Text below:

"Big Data" has been around for a while and many organisations are forging ahead with Hadoop deployments or looking at NoSQL database models such as the opensource MongoDB, to allow for the processing of vast logistical, marketing or consumer lead data sources. Infosec is no stranger to a big approach to data gathering and analytics. SIEM (security information and event monitoring) solutions have long since been focused on centralizing vast amounts of application and network device log data in order to provide a fast repository where known signatures can applied.
Big & Fast
The SIEM vendor product differentiation approach, has often been focused on capacity and speed. Nitro (McAfee's SIEM product) prides itself on it's supremely fast Ada written database. HP's ArcSight product is all about device and platform integration and scalability. The use of SIEM is symptomatic to the use of IT in general - the focus on automation of existing problems, via integration and centralization. The drivers behind these are pretty simple - there is a cost benefit and tangible Return on Investment of automating something in the long term (staff can swap out to more complex, value driven projects, there's a faster turn around of existing problems) whereas centralization, often provides simpler infrastructures to support, maintain and optimize.
The Knowns, Unknowns and Known Unknowns of Security
I don't want to take too much inspiration from George Bush's confusing path of known unknowns, but there is a valid point, that when it comes to protection in any aspect of life, knowing what you're protecting and more importantly, who, or what you are setting protection from, is incredibly important. SIEM products are incredibly useful at helping to find known issues. For example, if a login attempt fails 3 times on a particular application, or the ability to identify traffic going a blacklisted IP address. All characteristics have a known set of values, which help to build up a query. This can develop into a catalog of known queries (aka signatures) which can be applied your dataset. The larger the dataset, the more bad stuff you hope to capture. This is where the three S's of SIEM come in - the sphere, scope and speed of analysis. Deployments want huge datasets, connected to numerous differing sources of information, with the ability to very quickly run a known signature against the data in order to find a match. The focus is on a real-time (or near time) analysis using a helicopter-in a approach. Can this approach be extended further? A pure big-data style approach for security? How can we start to use that vast data set to look for the unknowns?
Benefits to Security
The first area which seems to be gaining popularity is the marrying of SIEM activity data to identity and access management (IAM) data. IAM knows about an individuals identity (who, where and possibly why) as well as that identity's capabilities (who, has access to what?), but IAM doesn't know what that user has actually been doing with their access. SIEM on the other hand, knows exactly what has been going (even with out any signature analytics) but doesn't necessarily know by whom. Start to map activity user id's or IP addresses to real identities stored in an IAM solution and you suddenly have a much wider scope of analysis, and also a lot more context around what you're analyzing. This can help with attempting to map out the 'unknowns' such as fraud and internal and external malicious attacks.

End of Text.

**List of tasks:**
- A) Answer these questions from the text on SIEM and big data:
(i) In what language is the database of McAfee's Nitro product written?
(ii) What are the three S's of SIEM?
(iii) What does IAM not know about a user?
- B) Using the text on SIEM and big data, explain in one to three sentences why combining SIEM activity data with IAM data widens the analysis.
- C) Reproduce the passage of the text on SIEM and big data from "Benefits to Security" to "external malicious attacks.".

Record excerpts below:

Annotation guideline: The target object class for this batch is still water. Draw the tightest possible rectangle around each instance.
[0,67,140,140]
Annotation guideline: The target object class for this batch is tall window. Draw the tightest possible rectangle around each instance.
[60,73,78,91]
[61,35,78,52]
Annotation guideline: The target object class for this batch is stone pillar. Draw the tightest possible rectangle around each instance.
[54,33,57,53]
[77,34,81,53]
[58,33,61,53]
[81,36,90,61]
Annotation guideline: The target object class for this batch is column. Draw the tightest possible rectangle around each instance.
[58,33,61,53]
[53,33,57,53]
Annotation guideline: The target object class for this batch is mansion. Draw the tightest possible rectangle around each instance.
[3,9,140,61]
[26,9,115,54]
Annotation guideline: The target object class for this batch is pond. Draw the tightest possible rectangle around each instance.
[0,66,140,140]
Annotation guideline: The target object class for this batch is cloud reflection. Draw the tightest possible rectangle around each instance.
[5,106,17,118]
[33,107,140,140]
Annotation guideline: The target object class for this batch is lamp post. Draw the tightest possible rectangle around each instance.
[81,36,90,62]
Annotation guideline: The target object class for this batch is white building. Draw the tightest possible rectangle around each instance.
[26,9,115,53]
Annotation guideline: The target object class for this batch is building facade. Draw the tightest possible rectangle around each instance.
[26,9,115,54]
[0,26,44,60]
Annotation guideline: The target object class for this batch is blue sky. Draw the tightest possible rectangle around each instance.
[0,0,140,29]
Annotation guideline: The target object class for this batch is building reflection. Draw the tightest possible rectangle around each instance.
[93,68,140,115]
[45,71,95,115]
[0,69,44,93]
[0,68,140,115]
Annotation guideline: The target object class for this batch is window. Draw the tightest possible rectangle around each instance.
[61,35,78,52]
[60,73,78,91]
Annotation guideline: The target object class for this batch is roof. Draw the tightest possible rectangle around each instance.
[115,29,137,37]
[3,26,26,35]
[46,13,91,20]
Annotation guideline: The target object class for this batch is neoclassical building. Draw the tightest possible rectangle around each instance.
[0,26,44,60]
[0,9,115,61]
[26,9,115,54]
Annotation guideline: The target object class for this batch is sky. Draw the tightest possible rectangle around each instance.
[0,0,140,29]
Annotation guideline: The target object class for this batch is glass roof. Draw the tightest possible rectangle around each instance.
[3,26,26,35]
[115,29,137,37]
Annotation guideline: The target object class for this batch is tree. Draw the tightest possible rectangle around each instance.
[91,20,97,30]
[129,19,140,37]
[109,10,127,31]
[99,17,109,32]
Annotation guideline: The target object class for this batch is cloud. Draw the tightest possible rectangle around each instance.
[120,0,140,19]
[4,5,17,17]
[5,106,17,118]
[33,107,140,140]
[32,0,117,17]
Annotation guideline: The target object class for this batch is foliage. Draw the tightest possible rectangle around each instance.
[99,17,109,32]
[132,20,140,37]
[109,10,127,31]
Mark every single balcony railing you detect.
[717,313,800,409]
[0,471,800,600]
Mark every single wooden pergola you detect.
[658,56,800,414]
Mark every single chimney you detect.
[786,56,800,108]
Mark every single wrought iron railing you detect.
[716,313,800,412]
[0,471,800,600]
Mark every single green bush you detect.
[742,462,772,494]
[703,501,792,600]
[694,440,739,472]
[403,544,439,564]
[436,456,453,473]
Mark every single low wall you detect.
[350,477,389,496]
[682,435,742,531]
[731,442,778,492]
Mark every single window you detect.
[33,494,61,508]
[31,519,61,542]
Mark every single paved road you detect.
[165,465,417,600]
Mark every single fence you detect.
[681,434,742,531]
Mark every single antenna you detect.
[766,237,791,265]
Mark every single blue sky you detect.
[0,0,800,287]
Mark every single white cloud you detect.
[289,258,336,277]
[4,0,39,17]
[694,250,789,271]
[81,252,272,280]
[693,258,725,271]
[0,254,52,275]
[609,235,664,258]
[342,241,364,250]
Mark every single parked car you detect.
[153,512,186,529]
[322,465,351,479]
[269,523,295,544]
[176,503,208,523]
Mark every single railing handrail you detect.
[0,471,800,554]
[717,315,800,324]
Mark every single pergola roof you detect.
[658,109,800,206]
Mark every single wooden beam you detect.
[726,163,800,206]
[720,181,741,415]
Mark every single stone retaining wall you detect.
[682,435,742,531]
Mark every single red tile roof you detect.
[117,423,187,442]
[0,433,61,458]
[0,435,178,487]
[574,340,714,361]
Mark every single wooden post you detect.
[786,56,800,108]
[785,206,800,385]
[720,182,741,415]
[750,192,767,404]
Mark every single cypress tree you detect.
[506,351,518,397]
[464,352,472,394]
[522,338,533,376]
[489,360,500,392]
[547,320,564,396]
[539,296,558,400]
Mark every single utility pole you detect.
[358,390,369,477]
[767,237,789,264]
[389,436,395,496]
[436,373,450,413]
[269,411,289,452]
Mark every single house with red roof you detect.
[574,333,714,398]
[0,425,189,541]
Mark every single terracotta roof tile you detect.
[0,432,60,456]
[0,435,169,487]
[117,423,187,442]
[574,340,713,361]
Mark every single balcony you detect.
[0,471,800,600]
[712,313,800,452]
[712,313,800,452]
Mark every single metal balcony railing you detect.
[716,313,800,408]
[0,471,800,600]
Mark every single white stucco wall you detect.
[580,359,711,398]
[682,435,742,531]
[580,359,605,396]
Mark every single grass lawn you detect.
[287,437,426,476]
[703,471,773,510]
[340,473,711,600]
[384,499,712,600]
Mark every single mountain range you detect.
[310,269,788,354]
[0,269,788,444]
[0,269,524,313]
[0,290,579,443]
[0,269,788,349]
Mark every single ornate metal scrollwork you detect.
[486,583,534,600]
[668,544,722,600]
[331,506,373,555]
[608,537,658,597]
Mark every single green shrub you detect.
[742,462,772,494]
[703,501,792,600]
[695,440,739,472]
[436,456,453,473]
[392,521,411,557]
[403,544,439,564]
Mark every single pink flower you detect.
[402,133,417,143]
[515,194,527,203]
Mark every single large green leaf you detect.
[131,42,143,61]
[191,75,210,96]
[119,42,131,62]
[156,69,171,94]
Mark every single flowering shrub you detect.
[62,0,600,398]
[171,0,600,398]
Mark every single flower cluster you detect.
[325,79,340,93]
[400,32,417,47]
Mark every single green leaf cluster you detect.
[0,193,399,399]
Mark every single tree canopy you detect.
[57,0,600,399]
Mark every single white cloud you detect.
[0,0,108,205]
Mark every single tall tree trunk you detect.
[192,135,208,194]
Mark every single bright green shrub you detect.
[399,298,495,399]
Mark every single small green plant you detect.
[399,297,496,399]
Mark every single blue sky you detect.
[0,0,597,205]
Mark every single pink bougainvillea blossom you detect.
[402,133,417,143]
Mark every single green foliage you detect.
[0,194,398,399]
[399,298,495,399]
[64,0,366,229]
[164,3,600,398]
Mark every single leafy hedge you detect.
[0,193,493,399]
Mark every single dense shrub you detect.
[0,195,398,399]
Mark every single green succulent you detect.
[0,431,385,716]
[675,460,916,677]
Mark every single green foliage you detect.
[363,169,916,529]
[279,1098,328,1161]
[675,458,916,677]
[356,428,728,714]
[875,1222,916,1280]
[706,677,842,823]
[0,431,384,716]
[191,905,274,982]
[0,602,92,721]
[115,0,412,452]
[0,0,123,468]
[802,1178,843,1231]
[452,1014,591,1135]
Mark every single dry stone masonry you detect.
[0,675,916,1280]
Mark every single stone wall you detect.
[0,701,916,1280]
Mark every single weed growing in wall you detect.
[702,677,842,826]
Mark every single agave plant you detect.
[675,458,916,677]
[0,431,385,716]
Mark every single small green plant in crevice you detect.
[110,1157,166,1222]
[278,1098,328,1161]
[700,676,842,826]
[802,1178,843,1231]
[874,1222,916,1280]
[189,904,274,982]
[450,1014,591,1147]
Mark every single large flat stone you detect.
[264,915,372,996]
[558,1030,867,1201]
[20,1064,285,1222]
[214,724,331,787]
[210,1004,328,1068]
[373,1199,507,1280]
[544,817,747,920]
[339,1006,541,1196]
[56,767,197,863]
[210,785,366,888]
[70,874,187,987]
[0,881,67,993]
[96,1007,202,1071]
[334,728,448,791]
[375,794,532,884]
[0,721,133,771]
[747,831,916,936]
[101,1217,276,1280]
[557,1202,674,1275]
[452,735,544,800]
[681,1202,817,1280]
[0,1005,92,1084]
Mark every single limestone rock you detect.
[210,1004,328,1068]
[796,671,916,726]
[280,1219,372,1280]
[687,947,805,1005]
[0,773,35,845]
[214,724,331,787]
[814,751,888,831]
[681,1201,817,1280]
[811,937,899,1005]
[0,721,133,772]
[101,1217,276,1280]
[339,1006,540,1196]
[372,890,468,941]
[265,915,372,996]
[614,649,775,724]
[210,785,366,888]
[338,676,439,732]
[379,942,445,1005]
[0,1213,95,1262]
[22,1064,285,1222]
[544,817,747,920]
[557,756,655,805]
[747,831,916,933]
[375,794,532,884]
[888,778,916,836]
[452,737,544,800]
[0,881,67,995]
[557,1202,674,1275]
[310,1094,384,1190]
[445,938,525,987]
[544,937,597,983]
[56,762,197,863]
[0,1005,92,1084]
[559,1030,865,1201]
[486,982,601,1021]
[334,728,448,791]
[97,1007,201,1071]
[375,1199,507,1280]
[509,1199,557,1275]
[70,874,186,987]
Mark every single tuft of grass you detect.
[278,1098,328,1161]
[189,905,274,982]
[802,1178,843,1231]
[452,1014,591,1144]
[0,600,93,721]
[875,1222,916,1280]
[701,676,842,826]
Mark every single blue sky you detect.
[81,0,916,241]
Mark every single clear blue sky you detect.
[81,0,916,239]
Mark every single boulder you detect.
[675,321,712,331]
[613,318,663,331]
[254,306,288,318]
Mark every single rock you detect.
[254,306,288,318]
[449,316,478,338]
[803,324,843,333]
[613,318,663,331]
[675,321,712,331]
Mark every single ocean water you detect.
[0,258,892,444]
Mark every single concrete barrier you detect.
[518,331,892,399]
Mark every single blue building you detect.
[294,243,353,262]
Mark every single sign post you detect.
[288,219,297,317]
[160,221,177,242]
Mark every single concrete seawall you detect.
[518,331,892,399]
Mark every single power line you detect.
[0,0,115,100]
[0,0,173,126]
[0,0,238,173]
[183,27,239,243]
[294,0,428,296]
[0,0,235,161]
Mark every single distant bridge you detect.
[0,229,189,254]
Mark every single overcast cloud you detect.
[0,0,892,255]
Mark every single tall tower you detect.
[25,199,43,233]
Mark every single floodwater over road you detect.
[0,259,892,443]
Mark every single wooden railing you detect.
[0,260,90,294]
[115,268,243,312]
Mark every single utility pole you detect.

End of Record excerpts.

**Solved problems:**
- A)
(i) Ada.
(ii) The sphere, scope and speed of analysis.
(iii) What that user has actually been doing with their access.

- B) IAM knows a person's identity and what they have access to, but not what they have actually done with that access. SIEM knows exactly what activity has happened, but not necessarily who did it. Mapping activity user IDs or IP addresses to real identities in IAM gives a much wider scope of analysis and more context around what is being analyzed.

- C)
Benefits to Security
The first area which seems to be gaining popularity is the marrying of SIEM activity data to identity and access management (IAM) data. IAM knows about an individuals identity (who, where and possibly why) as well as that identity's capabilities (who, has access to what?), but IAM doesn't know what that user has actually been doing with their access. SIEM on the other hand, knows exactly what has been going (even with out any signature analytics) but doesn't necessarily know by whom. Start to map activity user id's or IP addresses to real identities stored in an IAM solution and you suddenly have a much wider scope of analysis, and also a lot more context around what you're analyzing. This can help with attempting to map out the 'unknowns' such as fraud and internal and external malicious attacks.